Work task 1: In the article about California's school reopening deal, how much money in financial incentives does the deal provide for schools that reopen?
Work task 2: Pick up the article about California's school reopening deal after its last sentence and keep writing it.

LA Teachers Union Condemns School Reopening Deal as ‘Propagating Structural Racism’

The head of the Los Angeles teachers union condemned California’s plan to reopen schools as “propagating structural racism,” after the deal was announced on Monday.

Governor Gavin Newsom reached the deal with state lawmakers to provide $2 billion in financial incentives for schools that reopen various grades for in-person learning by the end of March. Some California districts, including San Francisco’s public schools, have not opened classrooms since the coronavirus pandemic forced school closures in March 2020.

Under the terms of the plan, counties with new daily coronavirus case rates of seven or fewer per 100,000 must open elementary schools and at least one grade in middle or high school for in-person learning in order to receive a share of the $2 billion in funds. Counties with higher daily case rates of up to 25 cases per 100,000 would be required to open kindergarten through second grade in order to receive funding.

Supplied data:

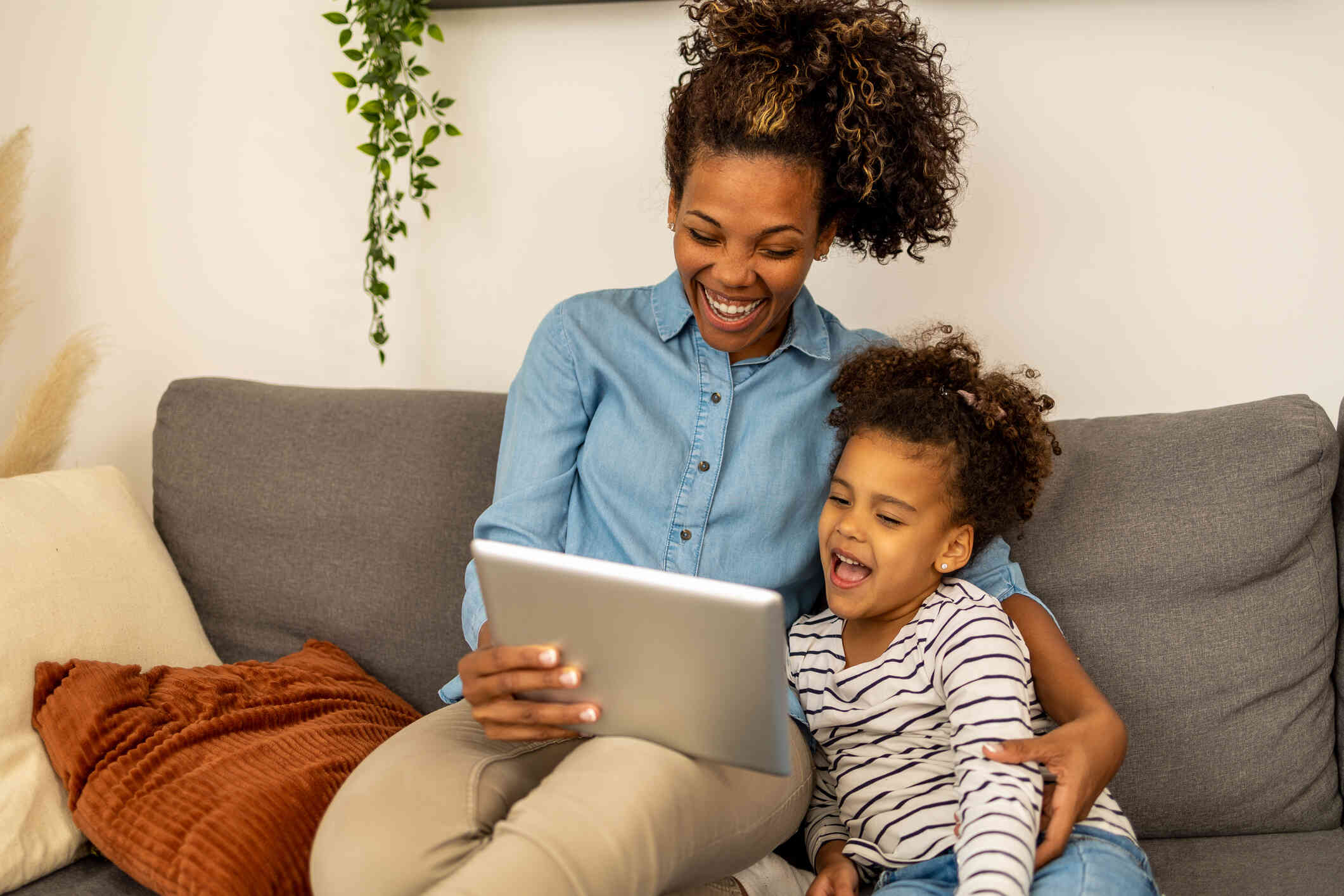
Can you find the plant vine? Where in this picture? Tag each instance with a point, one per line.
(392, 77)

--

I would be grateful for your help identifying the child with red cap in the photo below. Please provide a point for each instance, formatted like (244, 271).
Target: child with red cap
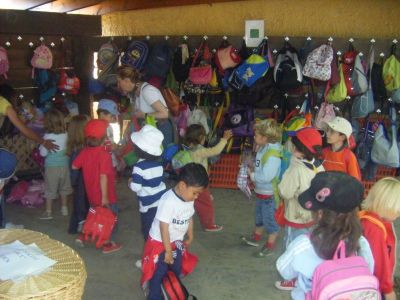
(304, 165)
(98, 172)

Answer section 1: $2 billion

Answer section 2:
The plan does not mandate the reopening of any school district. Instead, schools would start to lose their share of the $2 billion in funds for each day that they remain closed. Teachers are not required to be vaccinated to return to the classroom under the plan, and final decisions on whether to reopen are left to individual districts.

The head of the teachers union of Los Angeles, whose school district serves 600,000 students and is the second-largest in the U.S., condemned the plan shortly after it was announced.

“If you condition funding on the reopening of schools, that money will only go to white and wealthier and healthier school communities that do not have the transmission rates that low-income Black and brown communities do,” United Teachers Los Angeles president Cecily Myart-Cruz said in a statement. “This is a recipe for propagating structural racism and it is deeply unfair to the students we serve.”